Source:
TCGA92/S103D/103DA sets out the rules for life companies to be used when calculating the chargeable gains/ allowable loss arising from the annual deemed disposal of an interest in a Co-ACS. The rules also apply to actual disposals.

Real Estate Investment Trust (REIT) IFM21000

A REIT is a vehicle that allows an investor to obtain broadly similar returns from their investment, as they would have, had they invested directly in property. The vehicle is a limited company ‘UK-REIT’ (or a group of such companies ‘Group REIT’) required to invest mainly in property and to pay out 90% of the profits from its property rental business to shareholders.

A UK-REIT is exempt from tax on profits on its property rental business, including income and chargeable gains on direct disposal of property. The Investment Funds Manual contains further details.

Supplied records:
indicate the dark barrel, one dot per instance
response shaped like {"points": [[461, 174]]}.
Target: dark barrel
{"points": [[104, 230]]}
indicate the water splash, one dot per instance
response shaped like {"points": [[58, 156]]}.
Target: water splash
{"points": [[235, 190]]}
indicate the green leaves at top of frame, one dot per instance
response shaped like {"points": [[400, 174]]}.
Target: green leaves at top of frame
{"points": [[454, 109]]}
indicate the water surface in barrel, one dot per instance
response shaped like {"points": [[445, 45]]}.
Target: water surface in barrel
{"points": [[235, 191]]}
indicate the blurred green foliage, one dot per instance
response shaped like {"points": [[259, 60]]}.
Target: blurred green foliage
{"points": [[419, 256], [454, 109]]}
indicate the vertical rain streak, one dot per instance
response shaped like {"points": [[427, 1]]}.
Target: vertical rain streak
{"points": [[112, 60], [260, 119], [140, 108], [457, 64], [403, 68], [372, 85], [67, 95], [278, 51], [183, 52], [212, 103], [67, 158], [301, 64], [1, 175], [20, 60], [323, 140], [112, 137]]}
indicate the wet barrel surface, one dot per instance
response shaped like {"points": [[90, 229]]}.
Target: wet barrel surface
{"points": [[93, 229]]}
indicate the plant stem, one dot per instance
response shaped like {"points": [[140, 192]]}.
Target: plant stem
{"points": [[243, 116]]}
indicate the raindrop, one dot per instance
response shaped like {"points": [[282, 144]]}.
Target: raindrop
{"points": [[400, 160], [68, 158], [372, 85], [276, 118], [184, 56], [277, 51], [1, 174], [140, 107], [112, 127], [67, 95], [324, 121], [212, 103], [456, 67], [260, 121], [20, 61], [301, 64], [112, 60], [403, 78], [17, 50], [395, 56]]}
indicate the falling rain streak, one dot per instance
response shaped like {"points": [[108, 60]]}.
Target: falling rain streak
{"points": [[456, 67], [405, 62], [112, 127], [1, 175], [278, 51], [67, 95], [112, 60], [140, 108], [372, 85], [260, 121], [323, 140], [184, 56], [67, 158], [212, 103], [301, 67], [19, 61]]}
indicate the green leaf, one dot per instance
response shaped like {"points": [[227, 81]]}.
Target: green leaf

Short task A:
In the tax guidance text, what share of the profits from its property rental business must a UK-REIT pay out to shareholders?
Short task B:
Switch "limited company" to "public company" and write out the stretch of the tax guidance text from "TCGA92/S103D/103DA sets out" through "business to shareholders." with that change.

Task solution A:
90%

Task solution B:
TCGA92/S103D/103DA sets out the rules for life companies to be used when calculating the chargeable gains/ allowable loss arising from the annual deemed disposal of an interest in a Co-ACS. The rules also apply to actual disposals.

Real Estate Investment Trust (REIT) IFM21000

A REIT is a vehicle that allows an investor to obtain broadly similar returns from their investment, as they would have, had they invested directly in property. The vehicle is a public company ‘UK-REIT’ (or a group of such companies ‘Group REIT’) required to invest mainly in property and to pay out 90% of the profits from its property rental business to shareholders.